» WHAT IS BEING ASKED
Write the next part of the piece about Japanese Prime Minister Shinzo Abe, picking up after its last sentence.

» EXTRACTED TEXT
*****
What should the world expect from a leader who says ‘enough’ to the habit of Japan apologizing for its war crimes?
One can be forgiven for mistaking him for a mild and impeccably mannered Manager of a service or hospitality sector firm. But Prime Minister Shinzo Abe, the first Japanese leader born after World War II, is passionately ruthless about his agenda. To begin with, he is committed to tearing up the legacies of defeat.
The 52-year-old, dubbed “the prince” for his elite pedigree, became Japan’s youngest prime minister in September this year, fulfilling at an early age the ambitions of his family which has advanced conservative causes for generations.
“The time has come for our generation, who did not experience the war, to take the responsibility” to lead Japan, Abe said during the campaign.
Known to prefer Machintosh systems over Microsoft Windows, Abe is known to speak in quiet and complete sentences.
But, as the world is finding out slowly, not all of his quiet statements are about peace of mind. At a campaign rally, Abe had reportedly declared, “I want to write the constitution with my own hand.” The very obvious target of his belligerence was the pacifist constitution, which was imposed on a defeated Japan by the United States in 1947, seven years before he was born into a leading political family.
But what had caused the most panic across Japan’s neighbourhood was Abe’s very public mulling of a theoretical pre-emptive strike on North Korea! But it was precisely such talk on North Korea that Abe had first become a household name in Japan. The fodder for his approach was provided by North Korea itself, with its acceptance of having abducted Japanese people in the 1960s and 70s. In fact, but for his wife, a 44 year-old daughter of a businessman who is known for her love for Korean culture, one could have safely believed that Abe has an old score to settle with the Koreans.
*****
(Photo-based referring expression data)
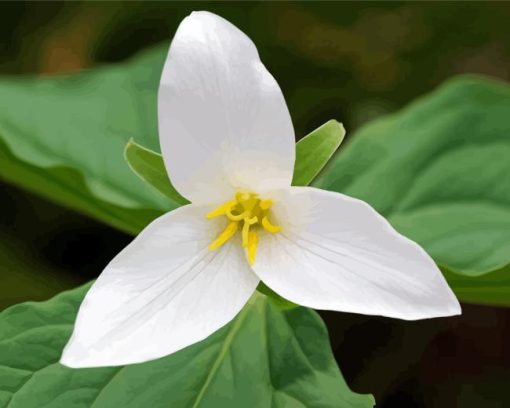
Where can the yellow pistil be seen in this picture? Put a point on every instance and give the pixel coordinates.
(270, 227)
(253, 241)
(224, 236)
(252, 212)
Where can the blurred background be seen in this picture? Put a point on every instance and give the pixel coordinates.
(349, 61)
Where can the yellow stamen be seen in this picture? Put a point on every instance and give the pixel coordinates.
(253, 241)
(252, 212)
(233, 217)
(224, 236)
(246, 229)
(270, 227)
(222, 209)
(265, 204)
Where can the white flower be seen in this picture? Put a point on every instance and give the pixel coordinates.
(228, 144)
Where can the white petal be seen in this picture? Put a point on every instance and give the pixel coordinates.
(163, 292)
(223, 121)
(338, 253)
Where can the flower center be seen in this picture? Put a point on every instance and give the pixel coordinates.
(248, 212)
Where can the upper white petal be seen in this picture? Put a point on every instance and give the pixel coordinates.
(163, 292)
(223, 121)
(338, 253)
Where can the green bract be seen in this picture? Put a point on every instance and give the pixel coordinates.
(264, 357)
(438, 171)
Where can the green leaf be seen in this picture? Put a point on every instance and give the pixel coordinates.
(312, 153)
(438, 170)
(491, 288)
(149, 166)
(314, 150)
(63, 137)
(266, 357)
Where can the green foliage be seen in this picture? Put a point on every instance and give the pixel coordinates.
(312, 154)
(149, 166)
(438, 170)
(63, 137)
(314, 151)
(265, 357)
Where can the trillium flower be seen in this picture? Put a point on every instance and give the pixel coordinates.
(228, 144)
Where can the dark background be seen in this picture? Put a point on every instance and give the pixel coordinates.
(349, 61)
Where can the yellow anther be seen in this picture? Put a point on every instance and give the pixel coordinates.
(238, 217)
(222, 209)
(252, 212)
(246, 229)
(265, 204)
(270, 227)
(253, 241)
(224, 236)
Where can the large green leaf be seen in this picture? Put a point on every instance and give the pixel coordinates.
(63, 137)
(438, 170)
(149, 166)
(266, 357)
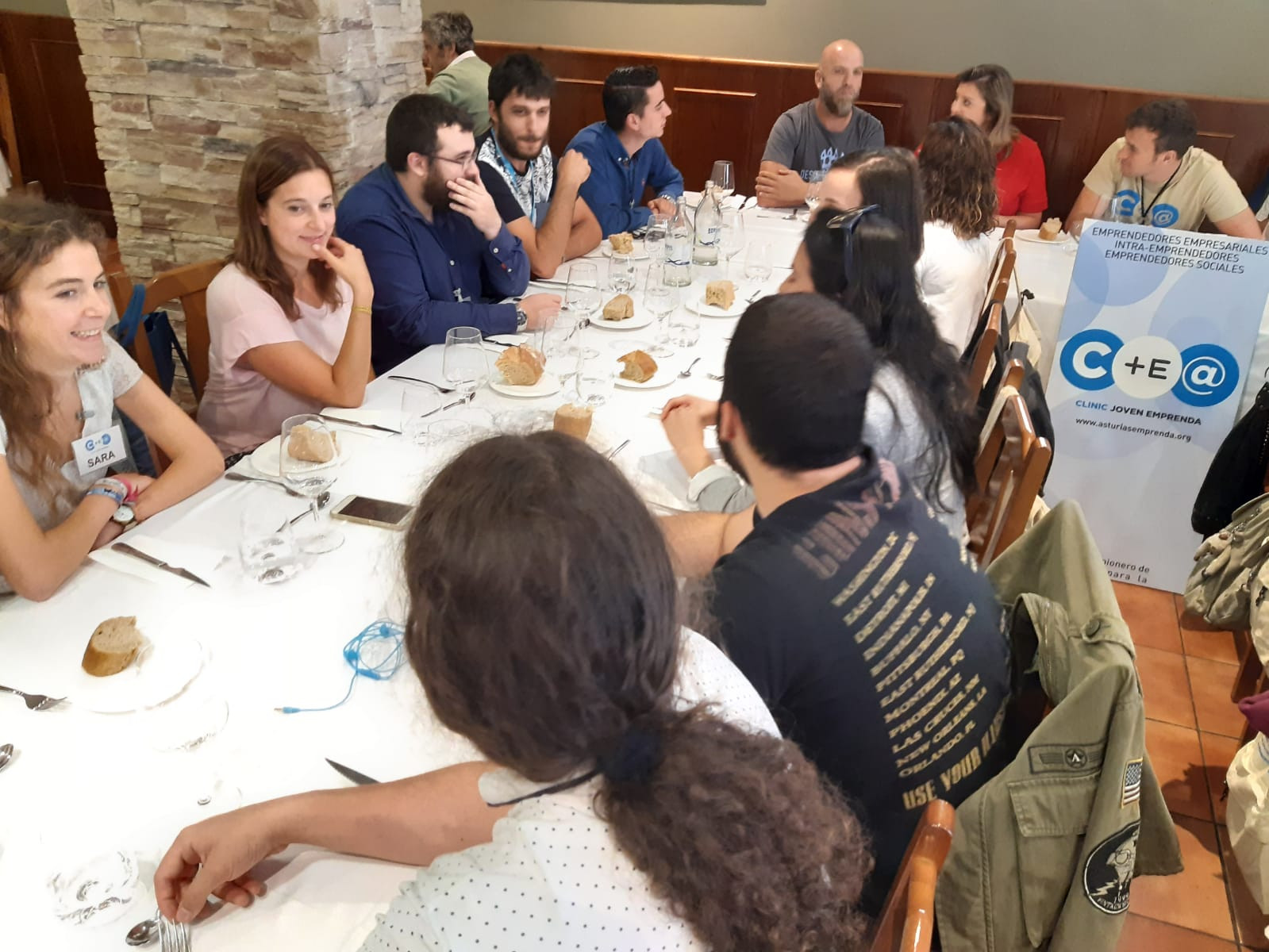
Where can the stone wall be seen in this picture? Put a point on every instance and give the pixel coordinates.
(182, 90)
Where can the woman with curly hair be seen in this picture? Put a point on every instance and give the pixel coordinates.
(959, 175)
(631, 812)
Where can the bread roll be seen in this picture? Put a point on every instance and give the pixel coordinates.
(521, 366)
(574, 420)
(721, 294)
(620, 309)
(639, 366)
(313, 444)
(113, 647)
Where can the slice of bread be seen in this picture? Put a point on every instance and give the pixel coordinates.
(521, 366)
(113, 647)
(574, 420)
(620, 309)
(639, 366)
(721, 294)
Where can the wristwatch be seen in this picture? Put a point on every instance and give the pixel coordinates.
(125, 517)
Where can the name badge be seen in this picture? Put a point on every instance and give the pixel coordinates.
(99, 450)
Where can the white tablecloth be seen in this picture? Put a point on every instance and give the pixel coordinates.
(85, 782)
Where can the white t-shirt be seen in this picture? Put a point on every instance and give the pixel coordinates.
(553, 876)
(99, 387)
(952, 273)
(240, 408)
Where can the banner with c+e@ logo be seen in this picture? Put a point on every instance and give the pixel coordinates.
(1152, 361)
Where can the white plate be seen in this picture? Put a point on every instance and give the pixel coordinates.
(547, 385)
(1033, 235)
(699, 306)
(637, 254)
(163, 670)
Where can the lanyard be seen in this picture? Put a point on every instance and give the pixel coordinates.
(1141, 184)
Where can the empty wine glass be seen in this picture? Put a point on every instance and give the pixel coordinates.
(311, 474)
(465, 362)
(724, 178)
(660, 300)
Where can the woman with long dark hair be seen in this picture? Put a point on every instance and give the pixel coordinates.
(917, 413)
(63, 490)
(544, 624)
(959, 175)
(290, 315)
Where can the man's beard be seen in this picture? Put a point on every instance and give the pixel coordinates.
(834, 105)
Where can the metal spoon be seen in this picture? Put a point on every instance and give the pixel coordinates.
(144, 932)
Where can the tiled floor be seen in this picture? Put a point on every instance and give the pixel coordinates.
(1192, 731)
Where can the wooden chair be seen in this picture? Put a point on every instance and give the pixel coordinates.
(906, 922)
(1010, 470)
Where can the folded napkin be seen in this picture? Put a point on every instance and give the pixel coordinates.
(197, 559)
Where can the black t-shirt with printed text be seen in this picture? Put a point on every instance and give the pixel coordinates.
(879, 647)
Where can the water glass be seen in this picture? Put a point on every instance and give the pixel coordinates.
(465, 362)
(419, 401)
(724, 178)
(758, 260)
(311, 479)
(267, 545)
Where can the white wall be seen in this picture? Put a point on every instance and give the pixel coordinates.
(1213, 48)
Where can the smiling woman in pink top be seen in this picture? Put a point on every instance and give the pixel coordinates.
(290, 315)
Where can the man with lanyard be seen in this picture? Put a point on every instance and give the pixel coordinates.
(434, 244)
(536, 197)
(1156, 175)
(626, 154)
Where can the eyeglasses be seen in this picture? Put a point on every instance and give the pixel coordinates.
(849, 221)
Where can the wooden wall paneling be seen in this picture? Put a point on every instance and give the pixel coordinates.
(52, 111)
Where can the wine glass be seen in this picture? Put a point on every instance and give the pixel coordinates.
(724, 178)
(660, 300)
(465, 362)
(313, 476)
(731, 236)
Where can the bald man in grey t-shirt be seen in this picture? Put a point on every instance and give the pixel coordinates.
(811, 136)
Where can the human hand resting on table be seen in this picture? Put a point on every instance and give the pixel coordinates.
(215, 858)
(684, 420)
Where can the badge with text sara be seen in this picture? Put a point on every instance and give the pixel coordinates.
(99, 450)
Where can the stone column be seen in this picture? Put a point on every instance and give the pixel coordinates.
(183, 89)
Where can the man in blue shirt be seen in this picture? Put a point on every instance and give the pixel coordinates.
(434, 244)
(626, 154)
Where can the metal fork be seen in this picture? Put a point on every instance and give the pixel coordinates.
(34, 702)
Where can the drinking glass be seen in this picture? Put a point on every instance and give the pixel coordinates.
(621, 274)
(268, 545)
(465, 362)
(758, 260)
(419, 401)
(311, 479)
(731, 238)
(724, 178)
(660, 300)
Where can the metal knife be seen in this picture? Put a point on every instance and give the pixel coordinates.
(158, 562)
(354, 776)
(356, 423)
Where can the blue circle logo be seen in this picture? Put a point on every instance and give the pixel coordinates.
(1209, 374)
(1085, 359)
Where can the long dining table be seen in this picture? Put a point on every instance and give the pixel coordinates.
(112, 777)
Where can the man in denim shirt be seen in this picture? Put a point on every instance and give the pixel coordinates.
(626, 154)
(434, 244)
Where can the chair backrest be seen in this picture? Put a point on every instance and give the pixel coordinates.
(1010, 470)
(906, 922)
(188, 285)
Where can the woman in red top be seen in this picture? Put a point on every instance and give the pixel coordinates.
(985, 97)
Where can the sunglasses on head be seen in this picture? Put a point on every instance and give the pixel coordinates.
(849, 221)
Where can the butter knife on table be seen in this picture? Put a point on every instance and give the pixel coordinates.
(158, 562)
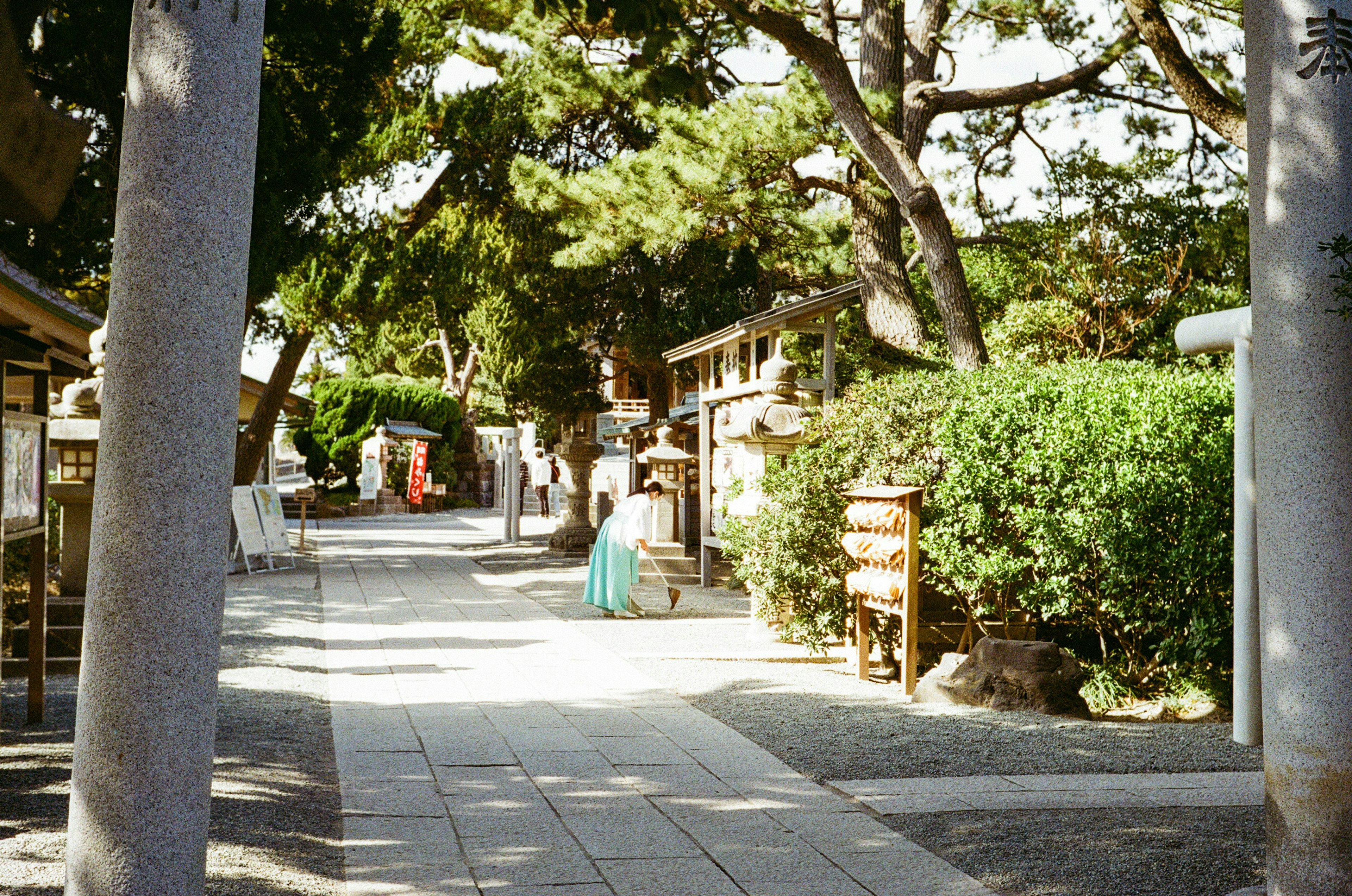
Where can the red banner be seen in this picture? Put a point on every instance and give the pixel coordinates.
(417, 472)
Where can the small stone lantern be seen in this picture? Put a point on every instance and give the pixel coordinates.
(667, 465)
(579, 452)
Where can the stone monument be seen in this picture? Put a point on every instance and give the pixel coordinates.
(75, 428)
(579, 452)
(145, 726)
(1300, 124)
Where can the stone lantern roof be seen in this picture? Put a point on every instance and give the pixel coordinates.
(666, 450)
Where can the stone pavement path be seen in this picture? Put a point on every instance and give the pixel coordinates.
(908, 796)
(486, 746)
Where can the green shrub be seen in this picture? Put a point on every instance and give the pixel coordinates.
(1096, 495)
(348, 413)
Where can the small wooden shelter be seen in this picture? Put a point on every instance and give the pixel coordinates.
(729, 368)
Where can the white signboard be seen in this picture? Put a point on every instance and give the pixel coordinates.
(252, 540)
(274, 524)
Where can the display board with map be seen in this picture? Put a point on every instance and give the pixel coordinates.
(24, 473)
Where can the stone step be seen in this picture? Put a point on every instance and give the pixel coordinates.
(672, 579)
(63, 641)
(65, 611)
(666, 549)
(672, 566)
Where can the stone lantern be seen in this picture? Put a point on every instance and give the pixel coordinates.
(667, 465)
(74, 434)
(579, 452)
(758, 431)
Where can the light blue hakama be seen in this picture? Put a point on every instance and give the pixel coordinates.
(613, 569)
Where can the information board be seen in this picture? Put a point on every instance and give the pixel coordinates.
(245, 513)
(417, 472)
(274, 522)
*****
» EXERCISE RESPONSE
Korea alone it might not have been, but history seems to have played a big role in shaping his passion.
Abe’s maternal grandfather Nobusuke Kishi served in the wartime cabinet and helped supervise the industrialisation of Manchukuo, the puppet state Japan set up in northeastern China. After the war, Kishi was jailed by US forces as a top war criminal although he was not tried. Kishi later became prime minister, fighting leftists to build the new alliance with Washington.
Not surprisingly, Abe has always backed his predecessor Junichiro Koizumi’s pilgrimages to the Yasukuni shrine, which honours war dead and war criminals. Koizumi’s visits have infuriated neighbouring countries haunted by Japan’s aggression.
What might be discomforting for the world, however, is that Abe’s views are a bit too further to the right than those of Koizumi. He has rejected the legitimacy of post-war trials of war criminals and hinted he feels Japan has apologised enough for its war past.
Desire and decisiveness both run in his family. His father was Shintaro Abe, a foreign minister. Shintaro wanted to be a prime minister, but could not because of, firstly a scandal and then cancer, to which he later succumbed. But within a decade of taking over his father’s parliament seat Abe has fulfilled his family’s desire.